====== Supplied text

Matching texts based on generalized patterns is one of the most common, and the most useful, operations in text processing.  The most powerful variant of these is known as a _regular expression_.

A regular  expression (or "regex"" for short) is a special text string for describing a search pattern. You may have probably already used a simple form of regular expression, called a ["glob"](https://en.wikipedia.org/wiki/Glob_(programming)), that uses wildcards for pattern matching.  For instance, `*.txt` in a command prompt or Terminal window will find all files ending in `.txt`.  Regular expressions are like glob wildcards on steroids.  The regex equivalent is `^.*\.txt$`.  R even has a function to convert from glob expressions to regular expressions:  `glob2rx()`.

============

Stated problem: Print the passage of the text about regular expressions from "Matching texts based" up to and including "a _regular expression_.". The lines that follow have no connection to the text about regular expressions.

====== Entries shown

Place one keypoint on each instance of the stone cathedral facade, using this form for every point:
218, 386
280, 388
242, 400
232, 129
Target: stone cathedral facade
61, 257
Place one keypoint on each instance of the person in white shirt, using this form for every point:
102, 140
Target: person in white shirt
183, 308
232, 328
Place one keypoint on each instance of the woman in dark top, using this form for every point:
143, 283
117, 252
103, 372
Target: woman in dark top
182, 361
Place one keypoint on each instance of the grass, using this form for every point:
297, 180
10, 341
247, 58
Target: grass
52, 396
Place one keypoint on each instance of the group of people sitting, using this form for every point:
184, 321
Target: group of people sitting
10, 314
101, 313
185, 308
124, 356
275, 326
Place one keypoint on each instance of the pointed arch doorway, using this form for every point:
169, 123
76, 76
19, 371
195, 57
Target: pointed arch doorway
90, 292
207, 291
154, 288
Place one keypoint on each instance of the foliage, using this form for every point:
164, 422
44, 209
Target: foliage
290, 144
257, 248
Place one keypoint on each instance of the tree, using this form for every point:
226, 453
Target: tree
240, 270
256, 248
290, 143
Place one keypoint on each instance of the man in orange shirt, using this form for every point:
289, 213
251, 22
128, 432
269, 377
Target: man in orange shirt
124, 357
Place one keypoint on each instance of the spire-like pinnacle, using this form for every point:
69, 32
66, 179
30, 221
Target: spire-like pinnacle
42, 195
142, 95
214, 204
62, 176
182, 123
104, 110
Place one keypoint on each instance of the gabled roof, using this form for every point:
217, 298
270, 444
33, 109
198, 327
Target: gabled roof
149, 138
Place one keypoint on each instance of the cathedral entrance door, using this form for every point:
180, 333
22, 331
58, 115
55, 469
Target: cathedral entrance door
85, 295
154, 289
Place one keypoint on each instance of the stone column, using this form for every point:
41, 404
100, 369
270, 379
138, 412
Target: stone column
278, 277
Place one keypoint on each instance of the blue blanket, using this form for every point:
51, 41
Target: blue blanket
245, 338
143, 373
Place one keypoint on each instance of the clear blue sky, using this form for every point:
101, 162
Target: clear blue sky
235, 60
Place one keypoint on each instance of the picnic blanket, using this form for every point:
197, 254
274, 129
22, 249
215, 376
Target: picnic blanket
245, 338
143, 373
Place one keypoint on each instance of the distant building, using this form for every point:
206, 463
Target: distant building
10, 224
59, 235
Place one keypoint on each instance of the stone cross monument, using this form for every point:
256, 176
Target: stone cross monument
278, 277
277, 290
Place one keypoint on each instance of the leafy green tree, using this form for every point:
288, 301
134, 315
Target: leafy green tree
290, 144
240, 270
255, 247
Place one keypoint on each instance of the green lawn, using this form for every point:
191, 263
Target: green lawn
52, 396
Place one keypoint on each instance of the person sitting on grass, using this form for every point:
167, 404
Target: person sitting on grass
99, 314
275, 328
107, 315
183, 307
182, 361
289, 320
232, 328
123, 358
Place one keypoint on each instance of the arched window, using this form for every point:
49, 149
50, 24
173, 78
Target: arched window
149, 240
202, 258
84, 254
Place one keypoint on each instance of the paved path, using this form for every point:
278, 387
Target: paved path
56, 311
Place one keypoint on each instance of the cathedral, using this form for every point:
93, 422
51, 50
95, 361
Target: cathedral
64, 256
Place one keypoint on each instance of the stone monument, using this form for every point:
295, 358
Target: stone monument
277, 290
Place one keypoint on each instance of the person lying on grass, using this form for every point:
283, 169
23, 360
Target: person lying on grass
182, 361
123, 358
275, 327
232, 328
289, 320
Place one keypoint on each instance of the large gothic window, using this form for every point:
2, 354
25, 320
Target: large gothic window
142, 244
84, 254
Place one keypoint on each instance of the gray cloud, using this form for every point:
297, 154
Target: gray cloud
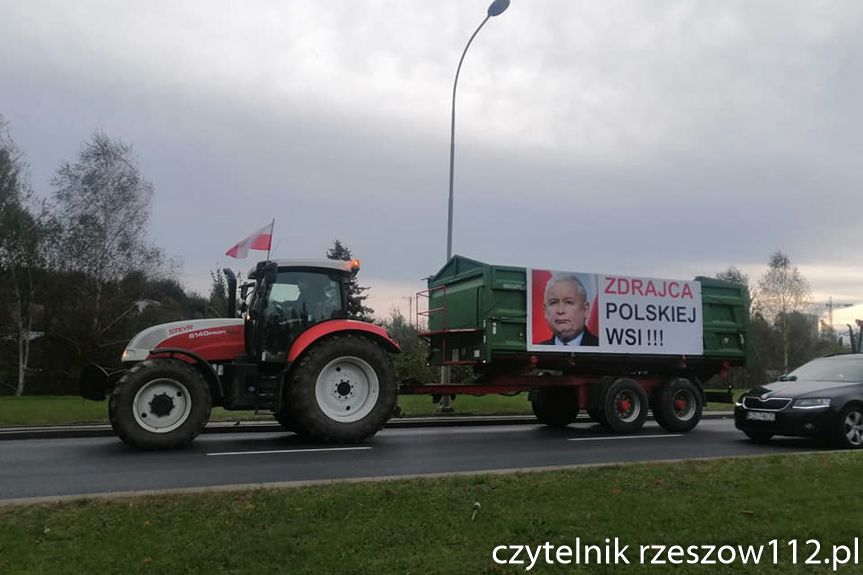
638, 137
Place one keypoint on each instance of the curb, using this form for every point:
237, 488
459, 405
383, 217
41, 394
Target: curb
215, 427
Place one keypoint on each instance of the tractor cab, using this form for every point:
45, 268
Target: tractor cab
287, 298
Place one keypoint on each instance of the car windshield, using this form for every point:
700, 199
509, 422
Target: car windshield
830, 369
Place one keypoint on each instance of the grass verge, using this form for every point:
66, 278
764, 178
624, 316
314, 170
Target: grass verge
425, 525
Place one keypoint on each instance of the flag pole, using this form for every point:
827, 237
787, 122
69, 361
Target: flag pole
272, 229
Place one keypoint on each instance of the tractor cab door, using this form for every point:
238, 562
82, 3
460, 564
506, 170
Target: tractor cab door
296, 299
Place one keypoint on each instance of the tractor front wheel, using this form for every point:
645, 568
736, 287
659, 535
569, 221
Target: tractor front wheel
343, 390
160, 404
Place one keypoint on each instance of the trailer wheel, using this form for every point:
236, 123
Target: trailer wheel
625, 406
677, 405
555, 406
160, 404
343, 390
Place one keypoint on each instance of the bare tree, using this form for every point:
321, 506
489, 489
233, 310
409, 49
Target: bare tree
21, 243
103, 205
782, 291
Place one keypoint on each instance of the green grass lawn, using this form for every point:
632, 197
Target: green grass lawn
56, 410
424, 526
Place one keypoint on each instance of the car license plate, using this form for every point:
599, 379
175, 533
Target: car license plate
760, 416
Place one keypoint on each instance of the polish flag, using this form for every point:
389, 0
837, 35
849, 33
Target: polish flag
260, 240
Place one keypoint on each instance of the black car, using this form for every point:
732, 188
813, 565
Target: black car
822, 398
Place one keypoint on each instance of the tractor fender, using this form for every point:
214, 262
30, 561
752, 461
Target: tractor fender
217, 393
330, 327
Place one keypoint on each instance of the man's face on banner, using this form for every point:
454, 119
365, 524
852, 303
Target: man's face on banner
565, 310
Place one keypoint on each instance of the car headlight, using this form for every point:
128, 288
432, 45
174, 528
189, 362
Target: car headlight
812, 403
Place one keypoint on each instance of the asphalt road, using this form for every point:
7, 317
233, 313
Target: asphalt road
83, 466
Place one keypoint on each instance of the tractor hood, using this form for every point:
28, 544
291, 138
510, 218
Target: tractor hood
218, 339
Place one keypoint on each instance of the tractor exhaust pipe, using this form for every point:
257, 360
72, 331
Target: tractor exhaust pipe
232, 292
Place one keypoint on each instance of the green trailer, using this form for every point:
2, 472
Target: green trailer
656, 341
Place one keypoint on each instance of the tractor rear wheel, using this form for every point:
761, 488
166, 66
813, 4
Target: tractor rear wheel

============
====== Entries shown

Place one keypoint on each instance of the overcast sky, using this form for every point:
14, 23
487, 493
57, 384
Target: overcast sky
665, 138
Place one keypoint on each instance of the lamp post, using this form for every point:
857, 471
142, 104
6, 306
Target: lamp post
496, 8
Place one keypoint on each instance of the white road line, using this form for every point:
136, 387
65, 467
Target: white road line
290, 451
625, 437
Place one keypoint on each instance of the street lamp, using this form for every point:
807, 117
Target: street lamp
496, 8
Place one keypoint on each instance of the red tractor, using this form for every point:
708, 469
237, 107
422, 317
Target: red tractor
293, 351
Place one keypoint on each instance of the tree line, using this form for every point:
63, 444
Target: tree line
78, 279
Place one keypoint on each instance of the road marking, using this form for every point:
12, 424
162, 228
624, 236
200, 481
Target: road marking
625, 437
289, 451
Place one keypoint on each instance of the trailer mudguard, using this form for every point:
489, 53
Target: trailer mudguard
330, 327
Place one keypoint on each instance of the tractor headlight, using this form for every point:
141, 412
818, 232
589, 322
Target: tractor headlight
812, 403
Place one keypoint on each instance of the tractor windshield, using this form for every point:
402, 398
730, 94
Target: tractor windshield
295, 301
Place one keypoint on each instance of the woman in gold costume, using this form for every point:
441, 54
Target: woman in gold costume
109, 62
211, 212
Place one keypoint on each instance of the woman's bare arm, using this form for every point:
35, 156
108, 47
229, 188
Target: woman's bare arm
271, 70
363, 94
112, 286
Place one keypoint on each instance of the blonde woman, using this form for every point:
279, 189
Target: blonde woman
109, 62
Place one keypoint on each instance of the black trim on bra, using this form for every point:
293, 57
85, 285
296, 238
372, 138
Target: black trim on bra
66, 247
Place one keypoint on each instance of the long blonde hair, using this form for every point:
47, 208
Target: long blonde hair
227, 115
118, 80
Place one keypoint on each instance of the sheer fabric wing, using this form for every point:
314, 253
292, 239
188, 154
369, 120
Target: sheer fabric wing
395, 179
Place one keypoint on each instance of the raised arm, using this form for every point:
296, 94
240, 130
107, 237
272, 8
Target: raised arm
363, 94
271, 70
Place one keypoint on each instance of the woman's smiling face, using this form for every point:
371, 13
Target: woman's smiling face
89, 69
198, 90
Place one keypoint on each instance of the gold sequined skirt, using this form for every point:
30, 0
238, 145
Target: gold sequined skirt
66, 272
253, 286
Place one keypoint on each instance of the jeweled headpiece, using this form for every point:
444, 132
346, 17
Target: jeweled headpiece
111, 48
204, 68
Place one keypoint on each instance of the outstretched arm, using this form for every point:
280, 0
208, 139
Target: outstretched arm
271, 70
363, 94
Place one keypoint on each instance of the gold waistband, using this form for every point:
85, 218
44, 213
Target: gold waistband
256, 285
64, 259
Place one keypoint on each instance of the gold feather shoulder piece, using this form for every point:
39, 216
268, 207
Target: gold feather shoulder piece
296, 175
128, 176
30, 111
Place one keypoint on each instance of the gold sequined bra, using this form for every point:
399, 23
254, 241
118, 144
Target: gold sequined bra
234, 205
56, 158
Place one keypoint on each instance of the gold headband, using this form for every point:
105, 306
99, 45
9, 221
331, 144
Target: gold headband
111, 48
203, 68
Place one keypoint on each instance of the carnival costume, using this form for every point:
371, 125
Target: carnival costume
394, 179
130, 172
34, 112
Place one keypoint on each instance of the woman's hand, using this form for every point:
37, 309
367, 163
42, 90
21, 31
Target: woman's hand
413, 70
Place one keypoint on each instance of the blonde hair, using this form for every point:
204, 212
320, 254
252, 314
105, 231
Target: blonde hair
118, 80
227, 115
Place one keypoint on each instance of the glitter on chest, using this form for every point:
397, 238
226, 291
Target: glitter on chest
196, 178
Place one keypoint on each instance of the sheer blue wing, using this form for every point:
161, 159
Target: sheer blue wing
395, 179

============
====== Entries shown

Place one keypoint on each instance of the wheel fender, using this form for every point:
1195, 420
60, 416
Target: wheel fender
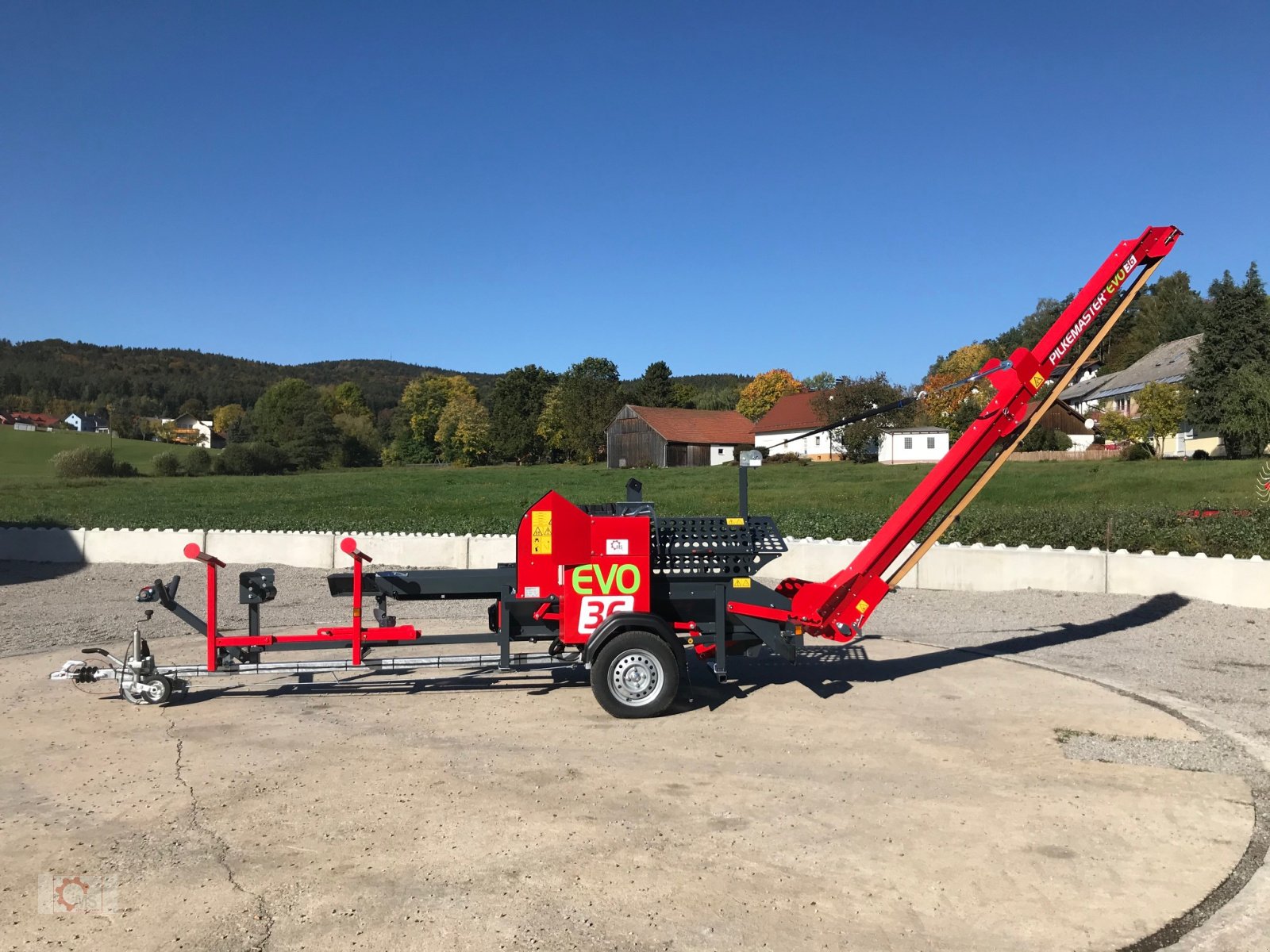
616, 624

============

Task answer:
Matching texts based on generalized patterns is one of the most common, and the most useful, operations in text processing.  The most powerful variant of these is known as a _regular expression_.